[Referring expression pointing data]
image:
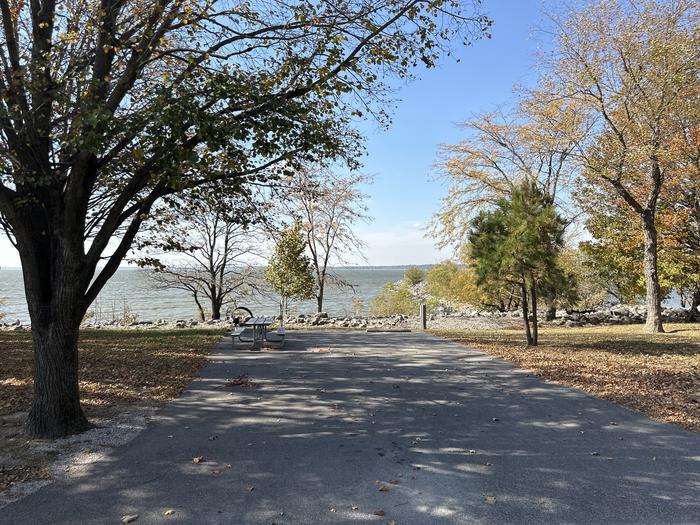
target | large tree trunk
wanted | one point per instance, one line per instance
(55, 302)
(56, 407)
(533, 295)
(693, 313)
(202, 315)
(526, 314)
(651, 276)
(216, 308)
(51, 253)
(319, 298)
(551, 314)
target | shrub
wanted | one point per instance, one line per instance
(394, 299)
(413, 275)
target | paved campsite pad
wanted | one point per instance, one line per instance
(378, 428)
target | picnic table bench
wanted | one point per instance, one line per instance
(259, 327)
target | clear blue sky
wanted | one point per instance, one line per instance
(405, 195)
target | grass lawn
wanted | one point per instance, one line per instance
(656, 374)
(118, 368)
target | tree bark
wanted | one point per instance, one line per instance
(319, 297)
(551, 314)
(526, 314)
(651, 276)
(216, 308)
(55, 410)
(51, 267)
(533, 295)
(694, 303)
(202, 315)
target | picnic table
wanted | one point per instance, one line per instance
(259, 328)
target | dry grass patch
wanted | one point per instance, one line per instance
(656, 374)
(118, 368)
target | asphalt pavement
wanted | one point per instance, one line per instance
(404, 428)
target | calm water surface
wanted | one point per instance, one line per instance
(133, 288)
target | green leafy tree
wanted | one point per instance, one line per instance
(108, 107)
(289, 272)
(629, 67)
(394, 299)
(413, 275)
(517, 243)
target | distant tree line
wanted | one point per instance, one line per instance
(608, 139)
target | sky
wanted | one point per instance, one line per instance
(405, 193)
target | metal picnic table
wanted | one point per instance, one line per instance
(259, 326)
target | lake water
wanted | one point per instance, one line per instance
(132, 287)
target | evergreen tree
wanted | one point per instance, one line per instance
(289, 271)
(518, 243)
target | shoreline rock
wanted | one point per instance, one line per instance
(442, 318)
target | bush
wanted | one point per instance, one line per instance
(393, 300)
(413, 275)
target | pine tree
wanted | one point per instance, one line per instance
(518, 243)
(289, 271)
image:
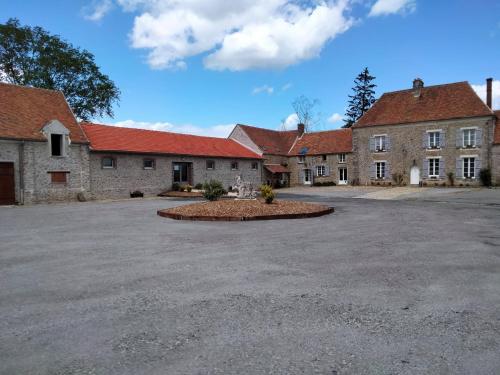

*Work order*: Once the pictures are set aside, output all of the data above verbatim.

*Result*:
image:
target | large tree trunk
wanted | one point per instance, one line per instance
(55, 302)
(56, 407)
(533, 295)
(693, 313)
(202, 315)
(526, 314)
(651, 276)
(216, 308)
(51, 253)
(319, 298)
(551, 314)
target | shrub
wanted | one point per instance, one line per instance
(394, 299)
(413, 275)
target | paved campsite pad
wanted | one point per instance, one line per instance
(378, 428)
target | picnic table bench
wanted | one point per instance, one line per instance
(259, 327)
target | clear blue sky
wanted | one point per instance, one line per instance
(405, 195)
target | grass lawn
wanted | one point per instance, one line per instance
(656, 374)
(118, 368)
target | tree bark
wanted | one point per instance, one line per instance
(319, 297)
(551, 314)
(526, 314)
(651, 276)
(216, 308)
(55, 410)
(51, 267)
(533, 295)
(694, 303)
(202, 315)
target | picnic table
wanted | one point per instance, one line per instance
(259, 328)
target | dry grass patch
wanted | one point per instance, one line per instance
(656, 374)
(118, 368)
target | asphalt pavement
wanted | one point per instance, one line per instance
(404, 428)
target | calm water surface
wanted | one point per instance, one line per instance
(133, 288)
target | green leafy tree
wanted | one point per instance, one line per instance
(108, 107)
(289, 272)
(629, 67)
(394, 299)
(413, 275)
(517, 243)
target | distant tree line
wanted | one point per instance, one line per instance
(608, 139)
target | sky
wanted | one point per instance, one line per instance
(405, 193)
target | metal picnic table
wanted | one point per instance, one line per instance
(259, 326)
target | lake water
wanted | one point per instance, one line per instance
(132, 287)
target | evergreen tree
wanted | one point per instance, one line per instance
(289, 271)
(518, 243)
target | shoreline rock
wanted | one point per instance, one line per instance
(442, 318)
target | bush
wanted | one point per instance, one line per instance
(393, 300)
(413, 275)
target | pine tree
wanted | one point per instance, one line per instance
(518, 243)
(289, 271)
image:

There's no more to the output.